Source data
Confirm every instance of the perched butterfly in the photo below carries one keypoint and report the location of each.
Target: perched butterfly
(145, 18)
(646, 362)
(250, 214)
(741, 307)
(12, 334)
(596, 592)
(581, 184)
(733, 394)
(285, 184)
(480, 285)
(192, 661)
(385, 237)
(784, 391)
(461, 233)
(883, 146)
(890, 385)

What this task involves
Each of the entries must be written out again exactly.

Solution to the problem
Confirm every instance of the perched butterfly in the photo below carries one keypoint and report the location of each.
Target: perched butterfly
(145, 18)
(646, 362)
(250, 214)
(741, 307)
(12, 334)
(596, 592)
(581, 184)
(733, 394)
(285, 184)
(480, 285)
(192, 661)
(385, 237)
(784, 391)
(461, 233)
(883, 146)
(890, 385)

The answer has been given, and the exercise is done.